Excerpt provided:
== == ==
可利霉素通过调控巨噬细胞极化影响黑色素瘤的增殖*

To investigate whether carrimycin (CAM) affects the occurrence and development of melanoma by regulating the polarization of macrophages, and the following related cell biology assays were used to examine its function. Methods: The effect of CAM on macrophage polarization was detected by real-time quantitative polymerase chain reaction (Q-RT-PCR) and Western blot. Flow cytometry and Cell Counting Kit-8 were used to detect the effect of CAM on mouse macrophages in vitro and in vivo phagocytosis and proliferation. Cell line-derived xenograft model was constructed via B16-F10 to evaluate the anti-tumor effect of CAM on melanoma. Results: In the mRNA level, CAM could up-regulate the levels of TNF-α and iNOS in M1 and down-regulate the level of Arg-1 in M2. In the protein level, CAM can increase the expression of p-STAT1 and decrease the expression of p-STAT3. In the cell line-derived xenograft model, these data shown that the occurrence and CAM development of melanoma was inhibited after CAM treatment, the tumor inhibition rate was 41.6%, and promoted the increase of the number of M1 macrophages (P<0.05). Conclusion: CAM promotes the increase in the number of M1 macrophages in vivo and inhibits the progression of melanoma, suggesting that CAM may achieve anti-tumor effects by inducing the polarization of macrophages to M1.
== == ==
Stored data entries:

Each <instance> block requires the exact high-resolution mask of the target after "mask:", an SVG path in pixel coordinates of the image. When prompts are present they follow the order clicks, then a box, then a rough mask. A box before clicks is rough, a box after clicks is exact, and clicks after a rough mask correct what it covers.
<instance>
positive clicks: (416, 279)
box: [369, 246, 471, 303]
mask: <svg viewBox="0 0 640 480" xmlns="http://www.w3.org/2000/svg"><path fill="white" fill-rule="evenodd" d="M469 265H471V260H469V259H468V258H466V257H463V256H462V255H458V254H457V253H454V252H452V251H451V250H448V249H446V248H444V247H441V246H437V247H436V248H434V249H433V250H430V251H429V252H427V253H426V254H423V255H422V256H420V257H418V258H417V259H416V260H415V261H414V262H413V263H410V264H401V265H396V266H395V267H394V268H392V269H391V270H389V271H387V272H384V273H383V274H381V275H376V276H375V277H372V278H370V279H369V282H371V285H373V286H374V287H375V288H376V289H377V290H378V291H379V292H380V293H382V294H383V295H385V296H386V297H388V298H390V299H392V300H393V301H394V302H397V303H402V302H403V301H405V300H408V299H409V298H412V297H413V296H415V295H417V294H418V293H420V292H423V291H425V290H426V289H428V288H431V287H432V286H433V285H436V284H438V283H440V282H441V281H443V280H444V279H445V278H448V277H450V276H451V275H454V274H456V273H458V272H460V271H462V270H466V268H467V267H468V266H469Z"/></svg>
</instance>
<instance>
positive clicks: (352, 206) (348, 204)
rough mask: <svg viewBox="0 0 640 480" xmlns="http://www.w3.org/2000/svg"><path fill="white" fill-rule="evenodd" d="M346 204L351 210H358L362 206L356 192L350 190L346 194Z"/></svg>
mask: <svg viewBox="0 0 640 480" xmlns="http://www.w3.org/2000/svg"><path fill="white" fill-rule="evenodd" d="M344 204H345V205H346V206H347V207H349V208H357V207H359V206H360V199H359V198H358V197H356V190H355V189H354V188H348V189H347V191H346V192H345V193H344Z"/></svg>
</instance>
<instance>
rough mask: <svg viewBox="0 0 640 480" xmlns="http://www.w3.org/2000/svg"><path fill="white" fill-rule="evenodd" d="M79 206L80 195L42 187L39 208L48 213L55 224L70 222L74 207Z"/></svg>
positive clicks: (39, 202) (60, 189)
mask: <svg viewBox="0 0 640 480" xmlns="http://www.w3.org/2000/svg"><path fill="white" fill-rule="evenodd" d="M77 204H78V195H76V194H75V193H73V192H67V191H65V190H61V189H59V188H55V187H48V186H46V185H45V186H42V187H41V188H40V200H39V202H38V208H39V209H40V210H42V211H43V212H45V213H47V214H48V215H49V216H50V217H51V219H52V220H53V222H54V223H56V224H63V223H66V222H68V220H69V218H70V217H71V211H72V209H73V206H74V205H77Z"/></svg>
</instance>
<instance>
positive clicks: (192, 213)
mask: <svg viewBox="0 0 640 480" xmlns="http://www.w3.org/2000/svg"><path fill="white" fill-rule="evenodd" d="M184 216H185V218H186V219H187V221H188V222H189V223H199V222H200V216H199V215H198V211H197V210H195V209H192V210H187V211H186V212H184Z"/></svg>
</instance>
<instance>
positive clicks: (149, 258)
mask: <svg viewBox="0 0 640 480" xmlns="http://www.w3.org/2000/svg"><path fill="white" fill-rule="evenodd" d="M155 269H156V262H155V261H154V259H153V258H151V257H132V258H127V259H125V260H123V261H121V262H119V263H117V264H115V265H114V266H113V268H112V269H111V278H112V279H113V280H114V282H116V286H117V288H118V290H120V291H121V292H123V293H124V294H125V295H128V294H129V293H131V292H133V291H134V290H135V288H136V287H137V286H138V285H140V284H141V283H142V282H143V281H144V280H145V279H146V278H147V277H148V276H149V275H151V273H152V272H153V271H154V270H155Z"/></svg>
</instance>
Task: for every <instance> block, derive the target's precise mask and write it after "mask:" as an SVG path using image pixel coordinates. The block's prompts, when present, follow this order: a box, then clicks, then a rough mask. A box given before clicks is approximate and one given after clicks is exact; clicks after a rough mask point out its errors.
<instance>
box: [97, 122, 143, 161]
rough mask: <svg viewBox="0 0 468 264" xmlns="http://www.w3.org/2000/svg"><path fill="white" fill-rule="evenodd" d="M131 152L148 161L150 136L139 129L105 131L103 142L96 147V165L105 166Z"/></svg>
== == ==
Task item:
Answer these questions using the carrimycin abstract:
1. Which cell line was used to build the xenograft model?
2. At the protein level, the expression of which molecule did CAM decrease?
3. What tumor inhibition rate was reported after CAM treatment?

Answer to the problem:
1. B16-F10
2. p-STAT3
3. 41.6%